───── SUPPLIED PASSAGE

Majority of Teachers 'Anticipating' Critical Race Theory Backlash Despite Not Teaching It

Headlines and viral videos of heated school board meetings and public backlash over claims that critical race theory (CRT) is being introduced in American public schools has worried many teachers about saying the wrong things in their classrooms—and their anxieties are persisting despite the fact that the majority say they're not teaching CRT.

A 2021 survey conducted by the American Association of Educators (AAE), the largest non-union teachers organization in the country, found that only four percent of educators are being directed to teach CRT by their school or district.

The same survey found that more than half feel apprehensive about saying the wrong thing to their students about race.

"One of the key takeaways from the survey was a real anxiety about potentially getting in trouble for teaching or not teaching, or being perceived as saying something offensive when talking about current events—a fear that an already difficult job has become harder because of how intense the discussion about how we teach history and race issues in schools," AAE Executive Director Colin Sharkey told Newsweek.

The issue of critical race theory being taught in schools has become particularly troubling for educators because much of the curriculum that has been flagged as teaching "critical race theory" is not the academic concept predominately taught in higher education institutions.

──────────
───── EXTRACTED MATERIAL

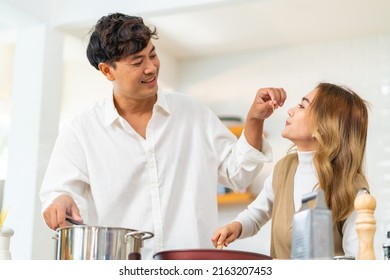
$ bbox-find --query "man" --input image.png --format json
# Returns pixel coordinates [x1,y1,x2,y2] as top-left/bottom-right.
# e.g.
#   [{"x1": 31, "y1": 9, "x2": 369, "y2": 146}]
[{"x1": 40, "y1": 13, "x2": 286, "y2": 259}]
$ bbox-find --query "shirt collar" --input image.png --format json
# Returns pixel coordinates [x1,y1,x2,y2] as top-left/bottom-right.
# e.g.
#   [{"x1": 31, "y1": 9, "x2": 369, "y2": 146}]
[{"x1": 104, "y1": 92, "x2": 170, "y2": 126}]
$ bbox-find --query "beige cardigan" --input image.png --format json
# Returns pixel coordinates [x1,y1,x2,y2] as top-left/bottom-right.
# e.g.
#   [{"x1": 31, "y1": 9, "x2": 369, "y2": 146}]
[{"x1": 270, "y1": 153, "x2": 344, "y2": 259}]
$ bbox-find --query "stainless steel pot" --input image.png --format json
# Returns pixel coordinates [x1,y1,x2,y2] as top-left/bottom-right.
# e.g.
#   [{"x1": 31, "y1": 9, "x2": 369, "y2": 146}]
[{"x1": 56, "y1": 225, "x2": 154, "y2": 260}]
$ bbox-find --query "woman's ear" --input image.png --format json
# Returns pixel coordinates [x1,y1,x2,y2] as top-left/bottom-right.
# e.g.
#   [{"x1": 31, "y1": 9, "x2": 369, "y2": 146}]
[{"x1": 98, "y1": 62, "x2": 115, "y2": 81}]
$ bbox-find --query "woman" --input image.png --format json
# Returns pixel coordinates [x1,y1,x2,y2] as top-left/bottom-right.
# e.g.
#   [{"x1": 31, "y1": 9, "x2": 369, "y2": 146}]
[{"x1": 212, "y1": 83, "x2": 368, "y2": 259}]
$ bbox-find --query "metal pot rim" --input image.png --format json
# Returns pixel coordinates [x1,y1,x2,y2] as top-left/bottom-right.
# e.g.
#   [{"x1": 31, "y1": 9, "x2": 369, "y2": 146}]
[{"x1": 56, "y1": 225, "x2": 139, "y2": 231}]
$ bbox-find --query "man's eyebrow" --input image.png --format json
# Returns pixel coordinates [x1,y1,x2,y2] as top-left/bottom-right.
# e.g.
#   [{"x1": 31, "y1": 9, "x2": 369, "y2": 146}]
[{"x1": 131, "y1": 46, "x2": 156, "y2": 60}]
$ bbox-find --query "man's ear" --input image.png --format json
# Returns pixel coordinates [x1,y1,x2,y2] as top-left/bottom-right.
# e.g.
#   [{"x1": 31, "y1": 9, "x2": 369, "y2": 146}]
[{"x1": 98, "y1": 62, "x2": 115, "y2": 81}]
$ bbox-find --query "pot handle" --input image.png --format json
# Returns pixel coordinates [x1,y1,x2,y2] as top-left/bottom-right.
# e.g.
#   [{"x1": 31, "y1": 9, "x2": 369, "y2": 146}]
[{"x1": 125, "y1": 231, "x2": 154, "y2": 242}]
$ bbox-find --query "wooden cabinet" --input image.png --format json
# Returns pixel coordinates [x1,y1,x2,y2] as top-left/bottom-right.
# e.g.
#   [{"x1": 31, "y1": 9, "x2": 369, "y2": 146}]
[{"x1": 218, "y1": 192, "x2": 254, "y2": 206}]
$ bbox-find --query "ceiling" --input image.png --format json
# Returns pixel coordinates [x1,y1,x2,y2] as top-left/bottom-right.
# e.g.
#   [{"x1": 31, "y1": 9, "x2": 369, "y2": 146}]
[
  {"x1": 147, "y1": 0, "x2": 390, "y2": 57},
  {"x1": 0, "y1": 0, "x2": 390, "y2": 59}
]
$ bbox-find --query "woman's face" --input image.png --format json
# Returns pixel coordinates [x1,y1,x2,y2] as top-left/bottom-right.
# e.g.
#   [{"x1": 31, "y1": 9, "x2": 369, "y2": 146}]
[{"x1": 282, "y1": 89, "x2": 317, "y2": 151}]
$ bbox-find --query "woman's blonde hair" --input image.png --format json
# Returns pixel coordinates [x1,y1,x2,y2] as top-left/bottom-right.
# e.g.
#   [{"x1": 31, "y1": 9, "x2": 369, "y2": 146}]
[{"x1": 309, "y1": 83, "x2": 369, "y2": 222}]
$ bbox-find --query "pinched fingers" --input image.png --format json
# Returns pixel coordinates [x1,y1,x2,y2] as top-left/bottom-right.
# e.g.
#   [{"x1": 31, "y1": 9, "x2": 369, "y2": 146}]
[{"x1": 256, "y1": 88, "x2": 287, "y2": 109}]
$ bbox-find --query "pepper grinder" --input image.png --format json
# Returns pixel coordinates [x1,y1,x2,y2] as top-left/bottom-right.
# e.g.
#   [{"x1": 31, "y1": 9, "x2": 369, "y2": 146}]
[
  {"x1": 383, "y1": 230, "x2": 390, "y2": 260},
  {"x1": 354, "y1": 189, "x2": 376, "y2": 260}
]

──────────

EXERCISE GOAL: Please copy the article on teachers and critical race theory, starting with "The same survey" and going on through "higher education institutions.", and substitute "poll" for each "survey". These entries are separate material and have no connection to the article.

FINISHED EXERCISE:
The same poll found that more than half feel apprehensive about saying the wrong thing to their students about race.

"One of the key takeaways from the poll was a real anxiety about potentially getting in trouble for teaching or not teaching, or being perceived as saying something offensive when talking about current events—a fear that an already difficult job has become harder because of how intense the discussion about how we teach history and race issues in schools," AAE Executive Director Colin Sharkey told Newsweek.

The issue of critical race theory being taught in schools has become particularly troubling for educators because much of the curriculum that has been flagged as teaching "critical race theory" is not the academic concept predominately taught in higher education institutions.